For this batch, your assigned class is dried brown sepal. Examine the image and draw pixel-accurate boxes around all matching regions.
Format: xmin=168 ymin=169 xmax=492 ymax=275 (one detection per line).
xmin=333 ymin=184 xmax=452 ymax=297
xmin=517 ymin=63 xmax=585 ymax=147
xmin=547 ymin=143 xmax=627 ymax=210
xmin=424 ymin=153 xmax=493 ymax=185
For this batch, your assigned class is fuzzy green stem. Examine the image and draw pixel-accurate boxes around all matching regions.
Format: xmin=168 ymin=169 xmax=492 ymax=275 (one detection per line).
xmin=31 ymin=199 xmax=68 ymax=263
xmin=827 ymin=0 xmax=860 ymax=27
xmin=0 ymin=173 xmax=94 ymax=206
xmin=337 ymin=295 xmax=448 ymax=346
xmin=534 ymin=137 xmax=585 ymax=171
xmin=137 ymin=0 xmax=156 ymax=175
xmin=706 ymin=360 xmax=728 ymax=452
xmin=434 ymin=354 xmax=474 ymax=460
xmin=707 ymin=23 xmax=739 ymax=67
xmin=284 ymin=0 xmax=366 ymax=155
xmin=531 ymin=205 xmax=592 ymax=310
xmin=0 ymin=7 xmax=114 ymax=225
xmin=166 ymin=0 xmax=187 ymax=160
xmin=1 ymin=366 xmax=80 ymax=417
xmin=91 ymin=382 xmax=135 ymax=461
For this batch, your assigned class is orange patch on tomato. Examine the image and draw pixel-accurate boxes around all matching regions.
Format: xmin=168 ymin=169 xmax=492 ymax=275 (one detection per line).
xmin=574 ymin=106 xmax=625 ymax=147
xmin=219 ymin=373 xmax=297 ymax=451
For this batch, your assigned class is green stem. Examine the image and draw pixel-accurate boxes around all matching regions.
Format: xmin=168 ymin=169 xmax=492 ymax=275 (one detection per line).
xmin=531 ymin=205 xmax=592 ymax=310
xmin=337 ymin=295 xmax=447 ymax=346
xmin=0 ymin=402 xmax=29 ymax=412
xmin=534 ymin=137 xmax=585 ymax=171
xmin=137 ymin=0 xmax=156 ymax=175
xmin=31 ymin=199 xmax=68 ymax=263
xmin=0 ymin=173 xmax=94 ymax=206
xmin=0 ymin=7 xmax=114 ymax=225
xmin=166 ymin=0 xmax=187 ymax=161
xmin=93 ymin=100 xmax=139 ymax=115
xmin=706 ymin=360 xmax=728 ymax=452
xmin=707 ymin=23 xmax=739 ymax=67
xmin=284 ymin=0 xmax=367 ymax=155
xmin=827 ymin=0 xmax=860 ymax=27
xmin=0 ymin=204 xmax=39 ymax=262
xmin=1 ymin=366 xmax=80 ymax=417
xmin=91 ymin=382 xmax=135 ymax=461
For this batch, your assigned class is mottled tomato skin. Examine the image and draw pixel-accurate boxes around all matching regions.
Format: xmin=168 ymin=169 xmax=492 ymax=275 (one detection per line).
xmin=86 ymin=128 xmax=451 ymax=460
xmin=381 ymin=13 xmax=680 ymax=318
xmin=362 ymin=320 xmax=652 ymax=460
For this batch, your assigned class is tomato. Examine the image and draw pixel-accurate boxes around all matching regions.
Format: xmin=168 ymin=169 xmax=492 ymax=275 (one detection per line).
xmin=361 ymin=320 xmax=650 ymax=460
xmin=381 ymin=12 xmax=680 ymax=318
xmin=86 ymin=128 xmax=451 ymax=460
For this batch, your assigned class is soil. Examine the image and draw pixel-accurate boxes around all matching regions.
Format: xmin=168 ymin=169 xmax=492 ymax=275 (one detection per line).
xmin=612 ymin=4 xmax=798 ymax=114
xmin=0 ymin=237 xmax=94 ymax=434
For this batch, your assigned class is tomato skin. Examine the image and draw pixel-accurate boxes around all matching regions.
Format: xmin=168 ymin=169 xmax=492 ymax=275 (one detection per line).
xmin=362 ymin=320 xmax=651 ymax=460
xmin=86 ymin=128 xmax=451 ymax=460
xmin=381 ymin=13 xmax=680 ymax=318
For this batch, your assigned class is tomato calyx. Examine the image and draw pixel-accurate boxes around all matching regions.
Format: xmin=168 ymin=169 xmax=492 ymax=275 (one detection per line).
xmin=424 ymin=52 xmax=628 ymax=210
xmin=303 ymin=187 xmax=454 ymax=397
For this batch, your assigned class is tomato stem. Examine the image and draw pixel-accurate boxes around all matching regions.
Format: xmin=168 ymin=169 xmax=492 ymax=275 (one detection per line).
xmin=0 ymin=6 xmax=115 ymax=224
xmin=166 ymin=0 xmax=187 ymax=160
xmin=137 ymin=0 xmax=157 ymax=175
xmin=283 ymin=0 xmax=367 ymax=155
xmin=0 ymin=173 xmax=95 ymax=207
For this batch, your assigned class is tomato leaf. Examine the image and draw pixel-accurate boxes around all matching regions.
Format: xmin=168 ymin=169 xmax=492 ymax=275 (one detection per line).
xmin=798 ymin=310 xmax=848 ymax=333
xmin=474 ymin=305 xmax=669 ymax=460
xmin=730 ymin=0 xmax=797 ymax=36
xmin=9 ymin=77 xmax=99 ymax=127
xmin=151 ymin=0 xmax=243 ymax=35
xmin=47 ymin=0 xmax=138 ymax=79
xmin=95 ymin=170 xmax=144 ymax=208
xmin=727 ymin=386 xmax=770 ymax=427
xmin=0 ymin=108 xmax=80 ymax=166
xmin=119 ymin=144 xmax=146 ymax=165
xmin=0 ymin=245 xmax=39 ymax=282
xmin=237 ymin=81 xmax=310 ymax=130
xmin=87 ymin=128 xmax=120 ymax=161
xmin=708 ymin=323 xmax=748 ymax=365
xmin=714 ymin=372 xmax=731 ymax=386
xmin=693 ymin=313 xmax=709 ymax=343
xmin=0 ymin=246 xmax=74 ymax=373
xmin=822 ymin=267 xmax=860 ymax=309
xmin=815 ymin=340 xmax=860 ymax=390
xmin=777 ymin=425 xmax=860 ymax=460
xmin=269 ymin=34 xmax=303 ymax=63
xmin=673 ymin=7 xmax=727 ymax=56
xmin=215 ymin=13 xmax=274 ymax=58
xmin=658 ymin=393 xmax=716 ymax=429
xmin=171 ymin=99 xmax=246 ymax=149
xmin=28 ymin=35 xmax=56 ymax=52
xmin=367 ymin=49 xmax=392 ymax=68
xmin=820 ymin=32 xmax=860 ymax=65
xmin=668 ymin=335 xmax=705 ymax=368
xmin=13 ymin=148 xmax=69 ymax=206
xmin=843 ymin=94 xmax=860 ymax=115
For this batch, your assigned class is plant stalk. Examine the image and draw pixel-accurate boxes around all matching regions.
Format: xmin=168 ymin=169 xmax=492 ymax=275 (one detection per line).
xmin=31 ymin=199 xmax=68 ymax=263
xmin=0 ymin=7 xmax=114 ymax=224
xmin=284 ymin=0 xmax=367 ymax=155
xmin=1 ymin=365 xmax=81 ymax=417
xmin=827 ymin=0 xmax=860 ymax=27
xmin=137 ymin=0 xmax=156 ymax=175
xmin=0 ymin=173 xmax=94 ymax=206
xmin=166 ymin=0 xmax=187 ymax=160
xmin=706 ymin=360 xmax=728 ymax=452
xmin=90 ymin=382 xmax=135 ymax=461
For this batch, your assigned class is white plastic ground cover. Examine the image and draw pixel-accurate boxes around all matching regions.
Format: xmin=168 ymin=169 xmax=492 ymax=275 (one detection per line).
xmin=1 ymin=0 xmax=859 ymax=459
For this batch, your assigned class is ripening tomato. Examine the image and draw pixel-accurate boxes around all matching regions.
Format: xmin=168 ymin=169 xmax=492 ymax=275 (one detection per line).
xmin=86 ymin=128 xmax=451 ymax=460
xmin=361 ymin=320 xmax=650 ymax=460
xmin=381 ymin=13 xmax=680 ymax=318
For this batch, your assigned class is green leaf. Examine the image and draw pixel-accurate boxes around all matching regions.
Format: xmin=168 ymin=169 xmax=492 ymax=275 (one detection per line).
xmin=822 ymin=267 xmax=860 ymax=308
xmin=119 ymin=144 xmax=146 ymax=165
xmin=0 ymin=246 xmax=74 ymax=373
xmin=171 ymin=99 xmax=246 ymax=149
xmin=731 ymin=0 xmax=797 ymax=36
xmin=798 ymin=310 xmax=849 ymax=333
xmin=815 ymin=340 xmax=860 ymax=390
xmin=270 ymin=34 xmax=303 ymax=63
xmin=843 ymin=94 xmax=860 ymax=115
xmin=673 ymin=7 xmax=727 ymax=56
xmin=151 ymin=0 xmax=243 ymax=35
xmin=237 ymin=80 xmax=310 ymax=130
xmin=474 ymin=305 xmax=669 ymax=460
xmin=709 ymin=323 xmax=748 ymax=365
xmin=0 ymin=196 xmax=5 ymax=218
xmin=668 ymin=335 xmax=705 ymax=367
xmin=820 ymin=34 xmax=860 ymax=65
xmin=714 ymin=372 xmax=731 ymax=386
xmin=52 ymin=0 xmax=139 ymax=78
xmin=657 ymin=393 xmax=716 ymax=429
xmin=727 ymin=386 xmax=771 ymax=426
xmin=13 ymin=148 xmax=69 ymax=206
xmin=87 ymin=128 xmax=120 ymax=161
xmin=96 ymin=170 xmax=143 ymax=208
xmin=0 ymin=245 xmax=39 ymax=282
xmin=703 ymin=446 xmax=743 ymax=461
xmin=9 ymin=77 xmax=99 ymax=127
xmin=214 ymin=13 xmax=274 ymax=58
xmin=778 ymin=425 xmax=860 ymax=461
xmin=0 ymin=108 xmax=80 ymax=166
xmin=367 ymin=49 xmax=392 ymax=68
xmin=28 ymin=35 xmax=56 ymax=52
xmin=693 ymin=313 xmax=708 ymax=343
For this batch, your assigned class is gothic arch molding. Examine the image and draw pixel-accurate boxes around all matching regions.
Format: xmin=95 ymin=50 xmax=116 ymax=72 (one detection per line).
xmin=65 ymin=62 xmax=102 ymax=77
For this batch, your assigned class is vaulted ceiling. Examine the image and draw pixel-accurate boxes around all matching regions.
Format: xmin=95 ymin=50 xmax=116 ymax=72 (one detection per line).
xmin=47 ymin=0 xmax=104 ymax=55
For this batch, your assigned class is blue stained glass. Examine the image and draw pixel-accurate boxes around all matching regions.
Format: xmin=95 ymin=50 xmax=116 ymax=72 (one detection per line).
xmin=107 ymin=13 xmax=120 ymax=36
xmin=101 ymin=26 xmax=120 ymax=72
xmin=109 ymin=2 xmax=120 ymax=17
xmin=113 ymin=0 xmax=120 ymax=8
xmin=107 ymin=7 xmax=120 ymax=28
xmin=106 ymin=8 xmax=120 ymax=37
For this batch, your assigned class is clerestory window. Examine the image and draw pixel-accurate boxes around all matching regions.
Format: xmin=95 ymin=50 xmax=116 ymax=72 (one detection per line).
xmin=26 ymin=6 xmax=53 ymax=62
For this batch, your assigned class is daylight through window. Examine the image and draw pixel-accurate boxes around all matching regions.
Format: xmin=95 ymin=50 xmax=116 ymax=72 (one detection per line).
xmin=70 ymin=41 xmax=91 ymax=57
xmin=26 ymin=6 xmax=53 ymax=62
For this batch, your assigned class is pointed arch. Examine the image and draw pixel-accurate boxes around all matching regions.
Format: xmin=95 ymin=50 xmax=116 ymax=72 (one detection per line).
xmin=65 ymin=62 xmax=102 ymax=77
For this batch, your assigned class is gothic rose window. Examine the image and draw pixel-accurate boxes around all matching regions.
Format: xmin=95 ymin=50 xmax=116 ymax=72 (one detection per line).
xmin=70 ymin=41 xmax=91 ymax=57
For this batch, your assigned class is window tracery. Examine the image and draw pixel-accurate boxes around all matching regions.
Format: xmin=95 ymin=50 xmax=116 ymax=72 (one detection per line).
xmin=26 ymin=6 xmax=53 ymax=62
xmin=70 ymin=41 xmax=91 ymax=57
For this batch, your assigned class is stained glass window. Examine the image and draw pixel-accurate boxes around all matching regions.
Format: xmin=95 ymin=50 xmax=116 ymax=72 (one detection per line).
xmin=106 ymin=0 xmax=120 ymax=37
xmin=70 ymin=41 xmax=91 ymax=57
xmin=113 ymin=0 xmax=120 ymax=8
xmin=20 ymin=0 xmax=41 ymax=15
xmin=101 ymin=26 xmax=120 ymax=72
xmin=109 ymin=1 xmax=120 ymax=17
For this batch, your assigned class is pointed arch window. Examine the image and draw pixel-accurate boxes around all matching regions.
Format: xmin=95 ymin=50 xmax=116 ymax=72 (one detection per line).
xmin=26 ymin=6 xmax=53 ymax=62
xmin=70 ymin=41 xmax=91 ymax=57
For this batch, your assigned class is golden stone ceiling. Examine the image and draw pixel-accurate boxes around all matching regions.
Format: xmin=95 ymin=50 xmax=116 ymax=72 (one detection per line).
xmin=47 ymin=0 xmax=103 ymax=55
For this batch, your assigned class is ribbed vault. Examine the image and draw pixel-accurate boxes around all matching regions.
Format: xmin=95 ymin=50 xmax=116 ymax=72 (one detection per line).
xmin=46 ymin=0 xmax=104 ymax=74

◆ ◆ ◆ ◆ ◆ ◆ ◆

Reproduce each line in the listing above that mentions the string "skin".

For this batch, your assigned class is mottled tomato skin. Examine the image and draw pixel-accurate boxes around all matching regions.
For this batch, your assigned class is tomato skin. Examine the image and draw pixel-accurate boxes around all matching regions.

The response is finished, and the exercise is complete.